Primarschule in Riehen und Basel, St. Theodor-Schulhaus.
Das muss erwähnt werden, weil der Kleine nach drei unglücklichen Jahren im vierten Schuljahr ein lebenslang prägendes Paradies betreten durfte: Othmar Stemmler, Sohn des damals schweizweit berühmten „Zoowärters“ Carl Stemmler-Morath, gestaltete den gesamten Unterricht mit lebenden und phantasierten Tieren. Grossartig!
1959 – 1967 Humanistisches Gymnasium in Basel
Ich musste ziemlich alt und älter werden, um immer mehr Positives an dieser Schule zu sehen.
1967 – 1975 Studium Deutsch, Französisch, Geschichte, Soziologie, Philosophie in Basel, Berlin und Paris.
So lange durfte man damals studieren und konnte das Studium unterbrechen:
In Berlin habe ich die postfaschistische Bundesrepublik kennen gelernt.
Als Assistent an einem Pariser Lycée wurde ich politisch zum Sympathisanten der Trotzkisten sozialisiert und lernte mit Hegels Logik Französisch.
In Basel war ich Regieassistent am Theater unter der Direktion Düggelin.
In Berlin war ich Hospitant bei Fritz Kortner, der noch sagen konnte: Als ich mit Brecht über den Kudamm ging… Ich charakterisierte ihn damals so: ein geniales Ekel.
1975 Übersiedelung nach Frankfurt am Main.
Lektorat einer 5-bändigen Rezeptionsgeschichte „Bayreuth in der deutschen Presse“
Mitarbeit an der Anthologie „Exil. Literarische und politische Texte aus dem deutschen Exil 1933 – 1945.“
1976 – 1987 Lehraufträge an der Johann Wolfgang Goethe Universität, Romanisches Seminar.

:: ARBEITSAUFTRAG ::
Beantworte diese Fragen zum Lebenslauf:
1. Wer gestaltete im vierten Schuljahr den gesamten Unterricht mit lebenden und phantasierten Tieren?
2. Bei wem war die Hospitanz in Berlin?
3. In welchem Jahr erfolgte die Übersiedelung nach Frankfurt am Main?

Daten zur Objektverortung in natürlicher Sprache
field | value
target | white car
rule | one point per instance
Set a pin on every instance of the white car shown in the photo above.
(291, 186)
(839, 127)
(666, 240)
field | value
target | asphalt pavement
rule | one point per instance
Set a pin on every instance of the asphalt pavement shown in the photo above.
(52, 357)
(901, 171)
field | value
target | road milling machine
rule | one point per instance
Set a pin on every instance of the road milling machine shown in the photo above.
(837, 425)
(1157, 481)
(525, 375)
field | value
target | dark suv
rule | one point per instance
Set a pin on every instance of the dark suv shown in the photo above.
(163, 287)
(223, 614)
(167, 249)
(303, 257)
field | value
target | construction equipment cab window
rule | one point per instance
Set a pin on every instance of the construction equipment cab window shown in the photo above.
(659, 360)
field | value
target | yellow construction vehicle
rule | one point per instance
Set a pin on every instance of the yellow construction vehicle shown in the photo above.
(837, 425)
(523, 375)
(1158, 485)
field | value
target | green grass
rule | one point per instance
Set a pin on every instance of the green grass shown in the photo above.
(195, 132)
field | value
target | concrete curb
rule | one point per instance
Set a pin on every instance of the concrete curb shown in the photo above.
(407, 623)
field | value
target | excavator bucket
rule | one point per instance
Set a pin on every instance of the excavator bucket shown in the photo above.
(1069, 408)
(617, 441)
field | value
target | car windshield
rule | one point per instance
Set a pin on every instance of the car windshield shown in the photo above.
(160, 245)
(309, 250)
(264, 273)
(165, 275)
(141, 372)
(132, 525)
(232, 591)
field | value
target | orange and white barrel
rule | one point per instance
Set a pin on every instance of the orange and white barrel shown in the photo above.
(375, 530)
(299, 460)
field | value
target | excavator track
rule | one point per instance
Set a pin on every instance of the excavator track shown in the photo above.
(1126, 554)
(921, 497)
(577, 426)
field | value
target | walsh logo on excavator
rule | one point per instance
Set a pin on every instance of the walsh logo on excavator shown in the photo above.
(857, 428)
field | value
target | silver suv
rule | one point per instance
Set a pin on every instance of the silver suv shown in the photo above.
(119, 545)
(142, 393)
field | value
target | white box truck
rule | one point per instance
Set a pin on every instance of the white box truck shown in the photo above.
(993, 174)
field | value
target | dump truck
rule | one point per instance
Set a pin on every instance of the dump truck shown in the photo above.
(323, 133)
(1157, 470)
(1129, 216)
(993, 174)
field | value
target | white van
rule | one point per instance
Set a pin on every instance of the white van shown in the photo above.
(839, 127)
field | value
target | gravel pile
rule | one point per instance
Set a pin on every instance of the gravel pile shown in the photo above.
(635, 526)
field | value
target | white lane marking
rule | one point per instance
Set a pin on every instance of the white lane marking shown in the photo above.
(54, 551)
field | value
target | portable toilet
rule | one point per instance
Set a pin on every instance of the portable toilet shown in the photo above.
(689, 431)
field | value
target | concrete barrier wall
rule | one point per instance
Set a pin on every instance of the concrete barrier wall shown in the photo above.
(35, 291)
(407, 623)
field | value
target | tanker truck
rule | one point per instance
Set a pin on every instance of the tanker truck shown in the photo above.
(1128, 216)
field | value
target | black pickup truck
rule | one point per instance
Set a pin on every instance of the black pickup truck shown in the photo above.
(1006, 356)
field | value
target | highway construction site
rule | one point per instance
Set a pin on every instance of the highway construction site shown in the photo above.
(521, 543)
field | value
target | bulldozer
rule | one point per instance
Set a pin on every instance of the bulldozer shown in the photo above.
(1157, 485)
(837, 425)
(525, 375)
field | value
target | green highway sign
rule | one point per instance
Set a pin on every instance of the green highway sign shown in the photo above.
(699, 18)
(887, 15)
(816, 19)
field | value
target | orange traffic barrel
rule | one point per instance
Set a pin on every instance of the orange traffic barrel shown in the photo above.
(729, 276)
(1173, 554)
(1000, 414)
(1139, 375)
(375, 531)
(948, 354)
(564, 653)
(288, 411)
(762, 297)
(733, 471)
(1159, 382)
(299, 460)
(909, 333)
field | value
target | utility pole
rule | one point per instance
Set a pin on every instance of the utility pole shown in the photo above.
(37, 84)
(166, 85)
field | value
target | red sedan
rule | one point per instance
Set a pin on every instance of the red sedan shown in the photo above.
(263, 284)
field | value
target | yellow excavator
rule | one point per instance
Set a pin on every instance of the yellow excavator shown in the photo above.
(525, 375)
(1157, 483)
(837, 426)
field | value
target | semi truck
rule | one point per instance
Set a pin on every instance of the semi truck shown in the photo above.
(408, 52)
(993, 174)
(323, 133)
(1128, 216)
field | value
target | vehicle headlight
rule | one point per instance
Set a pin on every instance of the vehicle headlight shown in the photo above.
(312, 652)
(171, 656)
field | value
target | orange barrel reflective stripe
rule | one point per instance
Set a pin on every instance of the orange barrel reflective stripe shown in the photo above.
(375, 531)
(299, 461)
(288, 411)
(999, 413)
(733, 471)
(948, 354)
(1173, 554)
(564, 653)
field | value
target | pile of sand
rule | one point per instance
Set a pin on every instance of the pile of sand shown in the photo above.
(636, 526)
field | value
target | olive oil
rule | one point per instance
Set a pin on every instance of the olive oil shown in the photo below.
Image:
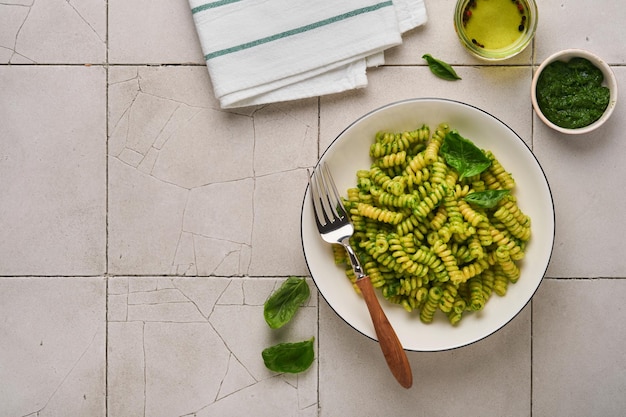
(495, 24)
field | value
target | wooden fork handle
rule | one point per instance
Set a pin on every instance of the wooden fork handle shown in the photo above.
(389, 343)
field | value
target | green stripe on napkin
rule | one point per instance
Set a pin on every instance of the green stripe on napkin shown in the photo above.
(212, 5)
(295, 31)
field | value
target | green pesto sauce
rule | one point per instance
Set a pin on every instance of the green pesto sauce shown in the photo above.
(570, 94)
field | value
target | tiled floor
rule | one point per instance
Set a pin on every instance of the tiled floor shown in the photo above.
(143, 228)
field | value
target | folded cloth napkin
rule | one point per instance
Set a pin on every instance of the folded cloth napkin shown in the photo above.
(263, 51)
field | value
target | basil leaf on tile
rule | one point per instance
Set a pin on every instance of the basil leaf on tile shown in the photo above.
(441, 69)
(289, 357)
(283, 304)
(463, 155)
(486, 199)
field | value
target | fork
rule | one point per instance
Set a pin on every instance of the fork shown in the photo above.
(335, 226)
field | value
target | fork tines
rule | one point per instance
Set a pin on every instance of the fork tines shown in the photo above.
(327, 203)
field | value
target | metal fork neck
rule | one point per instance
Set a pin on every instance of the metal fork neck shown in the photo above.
(354, 261)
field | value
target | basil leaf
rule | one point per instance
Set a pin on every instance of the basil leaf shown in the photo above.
(441, 69)
(285, 301)
(486, 199)
(289, 357)
(463, 155)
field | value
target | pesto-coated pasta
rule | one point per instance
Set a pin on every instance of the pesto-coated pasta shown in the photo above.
(423, 245)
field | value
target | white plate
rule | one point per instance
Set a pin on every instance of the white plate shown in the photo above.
(350, 152)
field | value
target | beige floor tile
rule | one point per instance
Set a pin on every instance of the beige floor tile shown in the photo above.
(578, 363)
(52, 346)
(192, 346)
(53, 32)
(53, 170)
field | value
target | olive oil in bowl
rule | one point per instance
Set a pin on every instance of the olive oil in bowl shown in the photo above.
(495, 29)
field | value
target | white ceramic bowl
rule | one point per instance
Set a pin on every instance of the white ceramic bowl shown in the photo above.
(609, 81)
(349, 152)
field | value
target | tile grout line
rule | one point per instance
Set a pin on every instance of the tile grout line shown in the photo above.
(106, 215)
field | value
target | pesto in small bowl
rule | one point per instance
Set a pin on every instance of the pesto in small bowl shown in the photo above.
(570, 94)
(574, 91)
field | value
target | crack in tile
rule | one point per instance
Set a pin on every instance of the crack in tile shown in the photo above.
(145, 367)
(66, 376)
(13, 49)
(69, 3)
(189, 299)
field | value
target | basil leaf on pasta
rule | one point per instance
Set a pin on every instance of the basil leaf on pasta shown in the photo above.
(486, 199)
(463, 155)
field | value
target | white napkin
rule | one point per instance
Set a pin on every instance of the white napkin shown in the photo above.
(264, 51)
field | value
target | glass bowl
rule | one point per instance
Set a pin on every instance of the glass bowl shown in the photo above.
(495, 29)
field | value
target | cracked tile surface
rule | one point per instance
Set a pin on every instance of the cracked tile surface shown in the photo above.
(52, 346)
(143, 228)
(174, 346)
(216, 181)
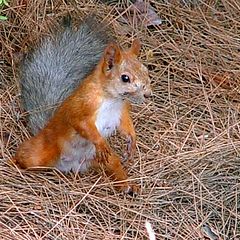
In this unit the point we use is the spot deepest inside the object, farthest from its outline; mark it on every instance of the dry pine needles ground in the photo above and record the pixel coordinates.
(187, 159)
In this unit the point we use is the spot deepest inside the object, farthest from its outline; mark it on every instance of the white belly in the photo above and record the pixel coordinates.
(79, 152)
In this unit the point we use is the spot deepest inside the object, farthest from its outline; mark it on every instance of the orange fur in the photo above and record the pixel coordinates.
(78, 113)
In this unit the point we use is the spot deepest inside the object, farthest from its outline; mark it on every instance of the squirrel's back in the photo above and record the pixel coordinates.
(56, 67)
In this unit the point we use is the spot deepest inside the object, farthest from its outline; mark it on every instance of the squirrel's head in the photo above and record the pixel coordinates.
(127, 78)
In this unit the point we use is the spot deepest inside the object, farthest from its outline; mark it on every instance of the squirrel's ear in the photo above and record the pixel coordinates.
(112, 56)
(136, 47)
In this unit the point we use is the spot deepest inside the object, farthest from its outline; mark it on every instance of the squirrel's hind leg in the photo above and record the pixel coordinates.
(115, 171)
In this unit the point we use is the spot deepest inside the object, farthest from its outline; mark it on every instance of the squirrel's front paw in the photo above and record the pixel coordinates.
(130, 189)
(102, 151)
(131, 148)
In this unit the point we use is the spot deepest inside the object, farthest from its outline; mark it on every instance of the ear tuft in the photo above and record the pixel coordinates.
(112, 55)
(136, 47)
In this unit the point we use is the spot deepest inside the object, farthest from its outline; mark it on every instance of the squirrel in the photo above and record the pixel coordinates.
(77, 87)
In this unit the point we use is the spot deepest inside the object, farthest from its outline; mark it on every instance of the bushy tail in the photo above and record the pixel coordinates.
(57, 66)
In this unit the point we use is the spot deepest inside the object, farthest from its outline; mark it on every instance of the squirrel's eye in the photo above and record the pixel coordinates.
(125, 78)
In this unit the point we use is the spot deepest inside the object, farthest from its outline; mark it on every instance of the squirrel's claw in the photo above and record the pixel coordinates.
(131, 148)
(130, 189)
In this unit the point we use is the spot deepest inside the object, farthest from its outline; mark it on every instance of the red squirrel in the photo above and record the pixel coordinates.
(74, 138)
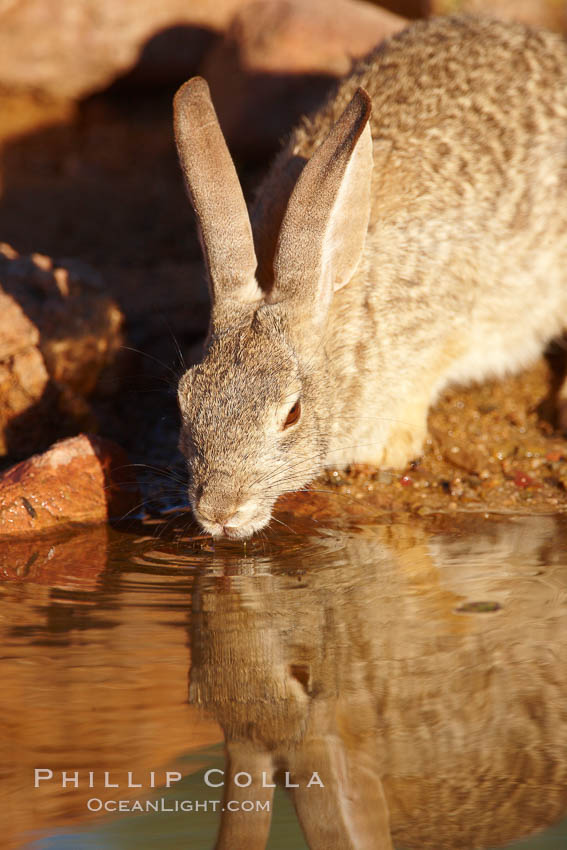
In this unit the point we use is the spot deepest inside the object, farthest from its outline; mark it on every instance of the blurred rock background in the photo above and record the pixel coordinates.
(102, 293)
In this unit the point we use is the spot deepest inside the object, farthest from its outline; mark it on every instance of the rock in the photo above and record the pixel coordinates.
(71, 48)
(72, 563)
(59, 331)
(83, 479)
(551, 14)
(279, 59)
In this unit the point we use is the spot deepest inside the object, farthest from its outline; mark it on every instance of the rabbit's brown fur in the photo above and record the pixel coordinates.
(462, 273)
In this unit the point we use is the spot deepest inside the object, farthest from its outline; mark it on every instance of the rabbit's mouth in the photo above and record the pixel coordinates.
(238, 524)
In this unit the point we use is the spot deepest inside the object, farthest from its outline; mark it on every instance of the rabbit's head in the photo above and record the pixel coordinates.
(256, 411)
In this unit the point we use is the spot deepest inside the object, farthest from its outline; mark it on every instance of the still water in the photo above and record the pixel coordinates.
(407, 679)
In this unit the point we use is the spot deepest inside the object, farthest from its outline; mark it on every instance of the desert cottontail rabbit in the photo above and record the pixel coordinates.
(410, 234)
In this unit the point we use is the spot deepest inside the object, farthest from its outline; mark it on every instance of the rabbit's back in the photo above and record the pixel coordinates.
(469, 219)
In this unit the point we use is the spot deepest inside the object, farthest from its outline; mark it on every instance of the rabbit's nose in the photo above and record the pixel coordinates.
(228, 516)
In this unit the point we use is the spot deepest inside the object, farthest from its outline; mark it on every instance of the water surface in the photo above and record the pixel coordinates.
(408, 679)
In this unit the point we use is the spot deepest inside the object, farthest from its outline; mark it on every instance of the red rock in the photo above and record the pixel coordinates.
(72, 563)
(71, 48)
(279, 59)
(59, 332)
(550, 14)
(83, 479)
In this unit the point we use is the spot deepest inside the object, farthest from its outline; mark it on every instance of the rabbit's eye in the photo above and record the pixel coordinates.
(293, 415)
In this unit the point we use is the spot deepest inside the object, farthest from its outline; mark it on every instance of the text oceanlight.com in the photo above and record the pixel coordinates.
(164, 806)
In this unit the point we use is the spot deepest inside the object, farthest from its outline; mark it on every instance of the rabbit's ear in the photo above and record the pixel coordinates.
(216, 195)
(324, 227)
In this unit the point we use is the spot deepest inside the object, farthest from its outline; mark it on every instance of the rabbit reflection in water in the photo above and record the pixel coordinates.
(411, 234)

:: ANTWORT ::
1. Othmar Stemmler
2. Bei Fritz Kortner
3. 1975